## [Stored data entries]
[Start of Attachment]
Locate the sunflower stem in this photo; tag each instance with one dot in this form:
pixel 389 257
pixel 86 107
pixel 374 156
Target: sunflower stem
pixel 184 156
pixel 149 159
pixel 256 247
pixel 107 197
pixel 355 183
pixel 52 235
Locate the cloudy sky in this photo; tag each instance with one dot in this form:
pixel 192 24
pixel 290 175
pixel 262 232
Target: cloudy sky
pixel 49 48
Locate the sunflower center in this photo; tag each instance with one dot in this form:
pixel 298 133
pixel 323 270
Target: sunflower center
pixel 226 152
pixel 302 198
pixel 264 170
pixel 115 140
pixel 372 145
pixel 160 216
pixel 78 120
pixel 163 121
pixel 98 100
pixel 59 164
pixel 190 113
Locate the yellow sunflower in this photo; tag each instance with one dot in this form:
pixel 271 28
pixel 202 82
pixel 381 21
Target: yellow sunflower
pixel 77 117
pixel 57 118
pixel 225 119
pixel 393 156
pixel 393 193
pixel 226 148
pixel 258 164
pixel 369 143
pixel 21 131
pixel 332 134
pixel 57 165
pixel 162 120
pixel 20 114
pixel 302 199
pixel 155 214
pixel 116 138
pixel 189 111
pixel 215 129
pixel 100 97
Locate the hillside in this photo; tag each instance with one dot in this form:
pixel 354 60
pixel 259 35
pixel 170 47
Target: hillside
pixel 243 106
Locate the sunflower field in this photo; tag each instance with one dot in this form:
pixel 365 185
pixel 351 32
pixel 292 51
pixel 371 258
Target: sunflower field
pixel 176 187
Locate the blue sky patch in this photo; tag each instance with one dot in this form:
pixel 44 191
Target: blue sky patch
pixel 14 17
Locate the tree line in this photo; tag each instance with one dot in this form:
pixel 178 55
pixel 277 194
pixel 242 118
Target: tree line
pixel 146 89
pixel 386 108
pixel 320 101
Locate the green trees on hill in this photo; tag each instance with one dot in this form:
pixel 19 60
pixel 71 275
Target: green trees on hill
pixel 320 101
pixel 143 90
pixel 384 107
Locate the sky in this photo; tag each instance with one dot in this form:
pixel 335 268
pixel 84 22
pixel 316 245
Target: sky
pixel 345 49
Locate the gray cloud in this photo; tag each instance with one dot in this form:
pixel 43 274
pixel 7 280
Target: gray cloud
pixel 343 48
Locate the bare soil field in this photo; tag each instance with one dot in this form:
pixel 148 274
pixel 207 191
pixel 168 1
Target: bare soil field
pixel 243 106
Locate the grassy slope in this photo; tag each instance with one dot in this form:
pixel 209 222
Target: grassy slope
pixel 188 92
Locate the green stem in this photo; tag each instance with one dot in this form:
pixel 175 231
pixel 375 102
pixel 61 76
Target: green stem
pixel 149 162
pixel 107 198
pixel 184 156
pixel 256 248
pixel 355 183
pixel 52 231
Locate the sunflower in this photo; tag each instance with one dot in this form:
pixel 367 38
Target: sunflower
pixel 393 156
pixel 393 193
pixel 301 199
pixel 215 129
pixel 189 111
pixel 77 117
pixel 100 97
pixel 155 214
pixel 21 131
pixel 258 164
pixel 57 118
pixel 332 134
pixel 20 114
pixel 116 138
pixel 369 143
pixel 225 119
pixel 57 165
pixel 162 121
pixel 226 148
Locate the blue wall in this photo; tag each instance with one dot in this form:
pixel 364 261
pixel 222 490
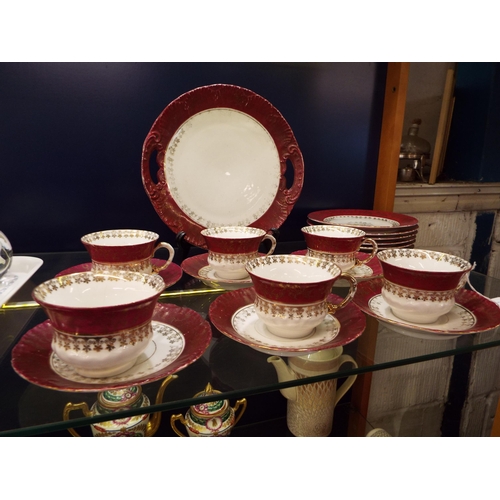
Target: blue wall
pixel 71 138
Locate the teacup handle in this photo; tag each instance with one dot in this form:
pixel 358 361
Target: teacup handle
pixel 272 239
pixel 171 252
pixel 353 286
pixel 345 358
pixel 373 252
pixel 75 406
pixel 173 419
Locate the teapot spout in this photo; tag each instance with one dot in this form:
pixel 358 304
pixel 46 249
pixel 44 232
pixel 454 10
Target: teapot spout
pixel 285 374
pixel 155 418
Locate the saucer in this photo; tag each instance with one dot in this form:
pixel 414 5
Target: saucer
pixel 233 315
pixel 180 337
pixel 472 313
pixel 20 271
pixel 171 275
pixel 197 267
pixel 362 272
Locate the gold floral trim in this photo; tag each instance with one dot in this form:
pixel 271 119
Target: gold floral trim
pixel 241 258
pixel 342 258
pixel 333 229
pixel 217 231
pixel 290 311
pixel 119 233
pixel 45 289
pixel 261 262
pixel 107 343
pixel 458 262
pixel 421 295
pixel 140 266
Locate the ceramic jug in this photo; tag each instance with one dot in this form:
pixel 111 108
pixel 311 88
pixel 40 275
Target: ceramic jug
pixel 212 419
pixel 114 400
pixel 310 407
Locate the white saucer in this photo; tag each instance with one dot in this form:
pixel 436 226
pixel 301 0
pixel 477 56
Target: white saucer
pixel 207 273
pixel 459 319
pixel 164 348
pixel 247 324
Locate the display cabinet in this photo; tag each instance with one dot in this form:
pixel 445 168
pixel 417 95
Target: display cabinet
pixel 236 370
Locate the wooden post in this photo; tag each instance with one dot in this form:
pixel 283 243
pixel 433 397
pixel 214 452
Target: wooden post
pixel 385 191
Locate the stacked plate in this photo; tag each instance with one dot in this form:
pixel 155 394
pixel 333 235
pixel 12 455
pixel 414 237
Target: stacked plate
pixel 388 229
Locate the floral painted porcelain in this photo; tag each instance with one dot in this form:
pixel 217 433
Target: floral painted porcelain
pixel 211 419
pixel 220 156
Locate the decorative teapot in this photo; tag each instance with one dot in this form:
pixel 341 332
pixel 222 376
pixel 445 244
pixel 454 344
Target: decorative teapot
pixel 213 419
pixel 114 400
pixel 310 407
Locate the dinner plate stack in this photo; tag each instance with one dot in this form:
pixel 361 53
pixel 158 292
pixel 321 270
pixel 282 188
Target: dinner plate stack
pixel 388 229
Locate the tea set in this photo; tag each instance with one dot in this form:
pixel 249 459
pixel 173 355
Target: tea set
pixel 105 319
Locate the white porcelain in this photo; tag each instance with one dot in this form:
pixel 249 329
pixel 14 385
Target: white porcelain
pixel 291 292
pixel 310 407
pixel 166 345
pixel 231 247
pixel 5 254
pixel 101 322
pixel 416 305
pixel 20 271
pixel 448 326
pixel 361 220
pixel 338 244
pixel 420 285
pixel 102 356
pixel 126 250
pixel 240 161
pixel 250 327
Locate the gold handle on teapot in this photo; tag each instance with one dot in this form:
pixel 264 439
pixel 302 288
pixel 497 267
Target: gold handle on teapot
pixel 180 417
pixel 242 405
pixel 333 308
pixel 75 406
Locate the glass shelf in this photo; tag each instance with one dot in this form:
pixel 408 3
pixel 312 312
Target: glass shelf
pixel 233 368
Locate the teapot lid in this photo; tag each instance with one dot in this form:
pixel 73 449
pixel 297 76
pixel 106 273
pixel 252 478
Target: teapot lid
pixel 114 399
pixel 210 409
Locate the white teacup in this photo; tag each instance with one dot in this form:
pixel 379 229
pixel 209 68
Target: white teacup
pixel 125 250
pixel 420 285
pixel 338 244
pixel 231 247
pixel 292 292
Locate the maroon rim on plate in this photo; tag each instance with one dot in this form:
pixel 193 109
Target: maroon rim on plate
pixel 171 275
pixel 404 221
pixel 219 96
pixel 352 320
pixel 486 312
pixel 31 356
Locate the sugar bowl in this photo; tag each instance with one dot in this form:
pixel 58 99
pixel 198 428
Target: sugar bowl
pixel 212 419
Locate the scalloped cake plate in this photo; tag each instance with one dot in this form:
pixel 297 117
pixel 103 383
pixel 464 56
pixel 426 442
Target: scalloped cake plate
pixel 221 156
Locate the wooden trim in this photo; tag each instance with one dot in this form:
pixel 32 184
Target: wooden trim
pixel 390 139
pixel 385 192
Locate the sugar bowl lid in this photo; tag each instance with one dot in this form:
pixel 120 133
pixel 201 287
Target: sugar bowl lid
pixel 115 399
pixel 210 409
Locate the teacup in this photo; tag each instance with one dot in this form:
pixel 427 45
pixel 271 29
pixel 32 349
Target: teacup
pixel 101 322
pixel 338 244
pixel 420 285
pixel 125 250
pixel 292 292
pixel 231 247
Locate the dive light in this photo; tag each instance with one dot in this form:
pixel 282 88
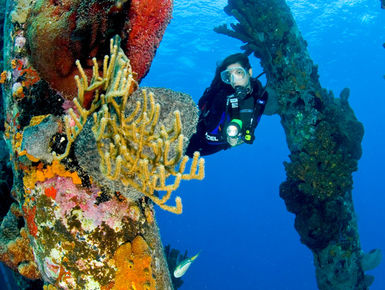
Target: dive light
pixel 234 128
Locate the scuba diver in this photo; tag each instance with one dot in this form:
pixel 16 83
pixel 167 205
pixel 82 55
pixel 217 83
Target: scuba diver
pixel 230 108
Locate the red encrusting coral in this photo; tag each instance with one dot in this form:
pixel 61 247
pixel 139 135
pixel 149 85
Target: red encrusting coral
pixel 59 33
pixel 148 21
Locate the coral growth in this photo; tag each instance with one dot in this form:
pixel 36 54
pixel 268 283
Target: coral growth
pixel 134 147
pixel 15 249
pixel 59 33
pixel 71 225
pixel 133 263
pixel 148 20
pixel 323 136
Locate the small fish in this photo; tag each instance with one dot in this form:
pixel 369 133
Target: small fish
pixel 183 266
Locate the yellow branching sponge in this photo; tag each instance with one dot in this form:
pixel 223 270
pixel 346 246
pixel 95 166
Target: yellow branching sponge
pixel 133 145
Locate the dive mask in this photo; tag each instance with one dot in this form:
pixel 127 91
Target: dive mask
pixel 233 75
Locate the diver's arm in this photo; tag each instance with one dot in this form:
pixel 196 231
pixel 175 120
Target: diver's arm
pixel 259 107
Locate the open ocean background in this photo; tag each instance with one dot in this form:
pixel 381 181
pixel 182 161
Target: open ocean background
pixel 235 216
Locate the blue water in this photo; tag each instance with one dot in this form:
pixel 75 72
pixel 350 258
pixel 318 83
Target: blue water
pixel 235 216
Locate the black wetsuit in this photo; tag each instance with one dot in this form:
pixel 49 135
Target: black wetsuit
pixel 216 112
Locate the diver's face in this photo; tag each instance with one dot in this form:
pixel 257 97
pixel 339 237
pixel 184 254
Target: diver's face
pixel 239 76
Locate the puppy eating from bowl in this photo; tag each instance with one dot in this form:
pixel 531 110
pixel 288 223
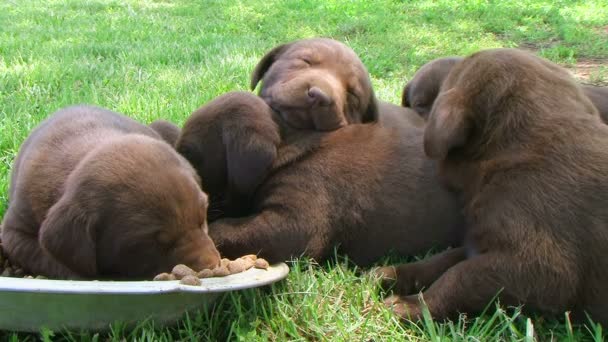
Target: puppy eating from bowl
pixel 94 194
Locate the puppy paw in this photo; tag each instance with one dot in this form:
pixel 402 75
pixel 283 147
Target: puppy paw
pixel 402 279
pixel 406 308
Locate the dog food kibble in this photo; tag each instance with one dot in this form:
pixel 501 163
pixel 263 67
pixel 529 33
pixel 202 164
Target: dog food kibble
pixel 181 271
pixel 251 257
pixel 164 276
pixel 190 280
pixel 18 272
pixel 8 272
pixel 206 273
pixel 237 266
pixel 261 263
pixel 221 271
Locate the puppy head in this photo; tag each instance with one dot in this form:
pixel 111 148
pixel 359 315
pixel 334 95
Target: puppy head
pixel 231 142
pixel 420 92
pixel 316 84
pixel 495 96
pixel 131 209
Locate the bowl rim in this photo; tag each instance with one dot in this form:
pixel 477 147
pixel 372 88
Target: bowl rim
pixel 251 278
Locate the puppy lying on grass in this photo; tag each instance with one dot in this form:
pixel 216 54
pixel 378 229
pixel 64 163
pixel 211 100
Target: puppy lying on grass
pixel 420 92
pixel 94 194
pixel 518 138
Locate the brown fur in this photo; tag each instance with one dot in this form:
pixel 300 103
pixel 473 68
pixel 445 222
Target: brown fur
pixel 167 130
pixel 364 187
pixel 420 92
pixel 232 143
pixel 599 97
pixel 95 194
pixel 316 84
pixel 526 148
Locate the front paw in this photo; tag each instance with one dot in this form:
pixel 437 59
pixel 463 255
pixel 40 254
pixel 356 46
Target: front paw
pixel 402 279
pixel 406 308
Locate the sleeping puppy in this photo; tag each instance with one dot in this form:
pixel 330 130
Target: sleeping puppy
pixel 94 194
pixel 167 130
pixel 232 143
pixel 366 188
pixel 420 92
pixel 316 83
pixel 516 135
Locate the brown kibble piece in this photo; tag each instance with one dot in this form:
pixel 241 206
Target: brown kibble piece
pixel 261 263
pixel 237 266
pixel 221 271
pixel 180 271
pixel 252 257
pixel 206 273
pixel 164 276
pixel 248 263
pixel 8 272
pixel 18 272
pixel 190 280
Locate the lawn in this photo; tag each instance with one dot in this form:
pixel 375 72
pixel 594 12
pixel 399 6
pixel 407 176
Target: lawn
pixel 163 59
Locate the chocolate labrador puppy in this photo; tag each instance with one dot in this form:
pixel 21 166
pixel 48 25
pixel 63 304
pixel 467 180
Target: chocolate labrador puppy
pixel 316 83
pixel 232 143
pixel 526 148
pixel 167 130
pixel 420 92
pixel 94 194
pixel 366 188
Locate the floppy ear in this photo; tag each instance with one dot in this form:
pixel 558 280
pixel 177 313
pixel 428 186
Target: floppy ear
pixel 404 96
pixel 67 233
pixel 265 63
pixel 371 114
pixel 250 154
pixel 447 128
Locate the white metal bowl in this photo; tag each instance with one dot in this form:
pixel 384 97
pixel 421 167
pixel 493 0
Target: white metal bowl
pixel 30 304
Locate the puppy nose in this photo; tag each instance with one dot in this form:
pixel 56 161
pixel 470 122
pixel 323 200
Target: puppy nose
pixel 317 96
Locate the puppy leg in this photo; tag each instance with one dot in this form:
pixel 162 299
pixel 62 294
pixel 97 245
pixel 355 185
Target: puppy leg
pixel 24 250
pixel 272 234
pixel 470 285
pixel 415 276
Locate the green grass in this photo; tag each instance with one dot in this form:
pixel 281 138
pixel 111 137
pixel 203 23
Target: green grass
pixel 163 59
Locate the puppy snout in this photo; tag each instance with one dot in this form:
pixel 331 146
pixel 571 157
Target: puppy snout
pixel 317 96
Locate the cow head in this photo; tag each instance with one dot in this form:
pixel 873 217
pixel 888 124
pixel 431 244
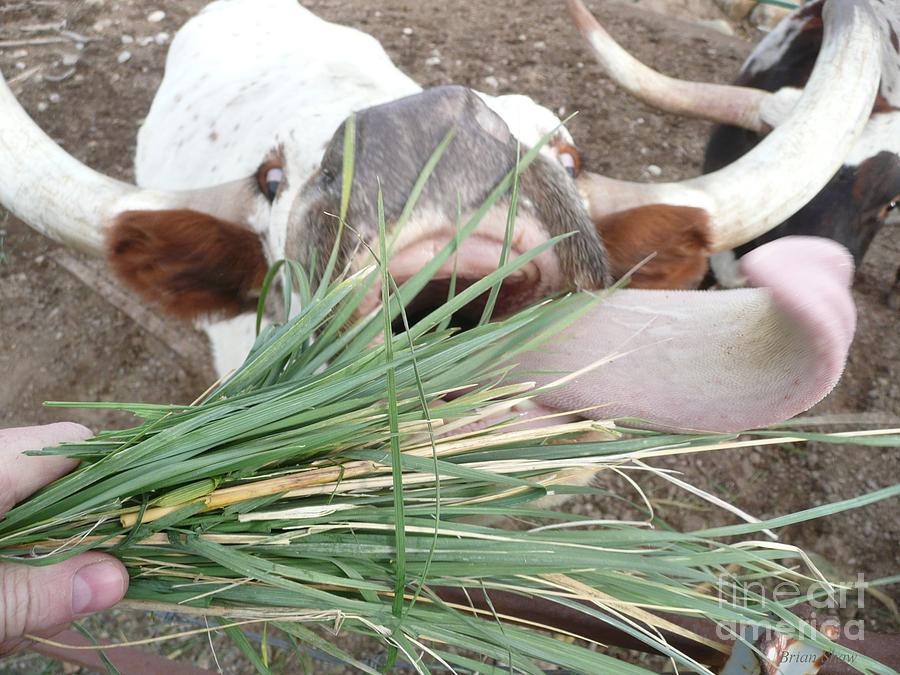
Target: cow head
[End of Attachment]
## [ASSIGNED TASK]
Would you please copy exactly the part of the entries above that begins at the line containing "Locate the grassy" and ends at the line containing "pixel 61 76", both lines included?

## [RESPONSE AREA]
Locate the grassy slope in this photo; tag each instance with one dot in this form:
pixel 209 222
Target: grassy slope
pixel 188 92
Locate the green stem in this photo; tag each instance with one dot in this form:
pixel 175 231
pixel 375 102
pixel 61 76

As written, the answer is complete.